Report every line below that contains the string "pants". Case counts.
## start Available records
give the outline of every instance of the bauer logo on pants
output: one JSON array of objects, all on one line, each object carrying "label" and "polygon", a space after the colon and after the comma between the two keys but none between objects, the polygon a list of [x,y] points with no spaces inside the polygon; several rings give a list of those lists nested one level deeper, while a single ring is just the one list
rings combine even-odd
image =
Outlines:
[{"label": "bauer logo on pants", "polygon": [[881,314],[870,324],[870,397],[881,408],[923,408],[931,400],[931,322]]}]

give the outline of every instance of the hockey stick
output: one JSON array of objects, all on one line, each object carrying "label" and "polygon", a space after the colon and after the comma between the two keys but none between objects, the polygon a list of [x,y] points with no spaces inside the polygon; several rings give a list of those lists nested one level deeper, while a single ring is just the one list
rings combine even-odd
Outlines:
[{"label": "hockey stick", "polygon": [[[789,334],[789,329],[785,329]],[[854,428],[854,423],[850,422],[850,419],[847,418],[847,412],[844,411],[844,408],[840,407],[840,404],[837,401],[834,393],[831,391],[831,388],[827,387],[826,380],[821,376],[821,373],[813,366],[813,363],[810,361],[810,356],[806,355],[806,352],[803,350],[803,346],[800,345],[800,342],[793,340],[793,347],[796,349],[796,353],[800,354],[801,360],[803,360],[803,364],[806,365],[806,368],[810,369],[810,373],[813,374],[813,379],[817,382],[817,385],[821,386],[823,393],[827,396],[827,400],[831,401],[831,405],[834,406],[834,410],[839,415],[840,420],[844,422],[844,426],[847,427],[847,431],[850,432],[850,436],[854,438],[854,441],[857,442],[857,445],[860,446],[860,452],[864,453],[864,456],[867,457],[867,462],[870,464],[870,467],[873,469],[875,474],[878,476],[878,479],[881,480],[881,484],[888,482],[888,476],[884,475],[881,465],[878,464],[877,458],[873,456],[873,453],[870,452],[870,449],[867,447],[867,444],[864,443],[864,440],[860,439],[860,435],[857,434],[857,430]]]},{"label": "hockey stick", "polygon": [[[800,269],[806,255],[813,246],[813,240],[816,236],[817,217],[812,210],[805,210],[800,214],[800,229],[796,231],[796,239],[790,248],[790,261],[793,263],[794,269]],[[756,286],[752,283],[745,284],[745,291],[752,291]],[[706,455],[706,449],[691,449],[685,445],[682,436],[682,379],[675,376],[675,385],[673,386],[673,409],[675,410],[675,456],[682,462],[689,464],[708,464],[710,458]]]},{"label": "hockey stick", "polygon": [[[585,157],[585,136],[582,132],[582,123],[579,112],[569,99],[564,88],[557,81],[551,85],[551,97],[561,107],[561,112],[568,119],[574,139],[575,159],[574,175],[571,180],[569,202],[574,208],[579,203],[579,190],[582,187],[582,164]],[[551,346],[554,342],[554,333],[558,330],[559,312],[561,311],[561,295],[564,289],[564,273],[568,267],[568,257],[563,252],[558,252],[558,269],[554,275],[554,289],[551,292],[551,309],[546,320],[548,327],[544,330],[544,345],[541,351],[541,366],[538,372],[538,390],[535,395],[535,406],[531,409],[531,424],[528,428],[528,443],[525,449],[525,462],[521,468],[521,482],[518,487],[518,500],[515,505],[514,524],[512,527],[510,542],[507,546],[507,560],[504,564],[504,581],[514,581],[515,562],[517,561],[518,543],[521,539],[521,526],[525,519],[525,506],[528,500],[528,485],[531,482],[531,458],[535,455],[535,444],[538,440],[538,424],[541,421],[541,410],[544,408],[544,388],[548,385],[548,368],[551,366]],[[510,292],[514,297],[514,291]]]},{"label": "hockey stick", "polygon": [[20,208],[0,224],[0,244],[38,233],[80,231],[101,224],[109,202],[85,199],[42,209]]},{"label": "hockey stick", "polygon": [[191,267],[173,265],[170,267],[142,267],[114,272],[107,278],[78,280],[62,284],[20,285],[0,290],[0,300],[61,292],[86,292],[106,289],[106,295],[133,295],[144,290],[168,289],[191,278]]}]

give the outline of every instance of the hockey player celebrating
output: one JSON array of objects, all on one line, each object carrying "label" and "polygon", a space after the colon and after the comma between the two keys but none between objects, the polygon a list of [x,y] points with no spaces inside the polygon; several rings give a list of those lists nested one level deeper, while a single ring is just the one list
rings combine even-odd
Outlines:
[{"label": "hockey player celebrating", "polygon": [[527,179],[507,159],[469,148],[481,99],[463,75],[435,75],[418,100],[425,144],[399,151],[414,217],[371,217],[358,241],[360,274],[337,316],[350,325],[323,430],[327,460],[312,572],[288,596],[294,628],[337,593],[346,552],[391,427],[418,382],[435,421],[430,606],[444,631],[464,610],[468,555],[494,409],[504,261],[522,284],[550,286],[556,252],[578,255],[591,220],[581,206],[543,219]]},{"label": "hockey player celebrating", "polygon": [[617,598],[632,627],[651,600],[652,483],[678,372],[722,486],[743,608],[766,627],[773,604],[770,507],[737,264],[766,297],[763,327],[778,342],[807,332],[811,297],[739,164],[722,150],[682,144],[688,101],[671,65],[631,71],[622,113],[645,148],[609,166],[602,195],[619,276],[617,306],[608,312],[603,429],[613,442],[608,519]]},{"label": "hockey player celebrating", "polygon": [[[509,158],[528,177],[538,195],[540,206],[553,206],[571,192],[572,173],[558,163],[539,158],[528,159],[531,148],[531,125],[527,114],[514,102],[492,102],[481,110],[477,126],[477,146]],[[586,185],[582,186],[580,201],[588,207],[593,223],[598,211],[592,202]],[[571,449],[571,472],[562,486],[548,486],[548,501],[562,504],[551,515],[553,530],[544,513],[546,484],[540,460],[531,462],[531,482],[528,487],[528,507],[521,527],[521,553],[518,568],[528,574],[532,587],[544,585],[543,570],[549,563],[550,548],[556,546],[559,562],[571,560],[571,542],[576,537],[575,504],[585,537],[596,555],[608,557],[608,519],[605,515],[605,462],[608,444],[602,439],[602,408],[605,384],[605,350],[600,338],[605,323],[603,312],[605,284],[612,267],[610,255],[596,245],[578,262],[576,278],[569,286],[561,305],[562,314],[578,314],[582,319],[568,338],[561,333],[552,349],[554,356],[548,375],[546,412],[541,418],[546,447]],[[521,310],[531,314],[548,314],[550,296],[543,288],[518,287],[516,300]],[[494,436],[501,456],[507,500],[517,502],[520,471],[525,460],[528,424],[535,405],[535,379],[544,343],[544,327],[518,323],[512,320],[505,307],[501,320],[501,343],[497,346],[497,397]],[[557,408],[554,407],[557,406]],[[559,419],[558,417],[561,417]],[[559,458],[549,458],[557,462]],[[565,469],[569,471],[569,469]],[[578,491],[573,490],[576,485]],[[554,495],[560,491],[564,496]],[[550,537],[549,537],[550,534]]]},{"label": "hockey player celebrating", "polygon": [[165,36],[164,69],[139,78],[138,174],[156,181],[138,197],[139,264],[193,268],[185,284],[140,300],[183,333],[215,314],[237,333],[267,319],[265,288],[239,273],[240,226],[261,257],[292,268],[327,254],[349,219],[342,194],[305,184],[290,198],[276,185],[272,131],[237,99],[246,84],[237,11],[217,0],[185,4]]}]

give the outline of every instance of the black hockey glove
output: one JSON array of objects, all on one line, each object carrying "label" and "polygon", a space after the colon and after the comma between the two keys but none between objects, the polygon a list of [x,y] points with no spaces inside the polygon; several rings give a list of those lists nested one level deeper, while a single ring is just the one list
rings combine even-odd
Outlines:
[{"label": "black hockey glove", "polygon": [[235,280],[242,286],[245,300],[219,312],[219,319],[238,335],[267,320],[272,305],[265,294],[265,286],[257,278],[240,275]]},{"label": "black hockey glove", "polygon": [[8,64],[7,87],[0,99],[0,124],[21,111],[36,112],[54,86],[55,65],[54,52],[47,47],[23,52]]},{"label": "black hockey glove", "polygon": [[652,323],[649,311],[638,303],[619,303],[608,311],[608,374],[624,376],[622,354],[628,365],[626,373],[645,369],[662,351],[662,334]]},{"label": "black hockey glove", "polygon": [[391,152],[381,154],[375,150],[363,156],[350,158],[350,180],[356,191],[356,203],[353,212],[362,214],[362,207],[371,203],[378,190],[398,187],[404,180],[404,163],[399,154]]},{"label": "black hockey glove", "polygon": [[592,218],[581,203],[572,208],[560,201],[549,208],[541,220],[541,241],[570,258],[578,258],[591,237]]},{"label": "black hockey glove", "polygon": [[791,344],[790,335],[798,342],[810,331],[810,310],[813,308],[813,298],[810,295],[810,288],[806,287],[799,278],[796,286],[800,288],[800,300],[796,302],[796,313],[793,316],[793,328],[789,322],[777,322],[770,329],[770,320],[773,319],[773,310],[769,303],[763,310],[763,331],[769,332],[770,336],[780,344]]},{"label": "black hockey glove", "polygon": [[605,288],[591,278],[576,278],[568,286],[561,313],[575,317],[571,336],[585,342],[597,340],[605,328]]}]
## end Available records
### Exercise response
give the outline of every instance of the bauer logo on pants
[{"label": "bauer logo on pants", "polygon": [[881,314],[870,324],[870,397],[881,408],[923,408],[931,400],[931,322]]}]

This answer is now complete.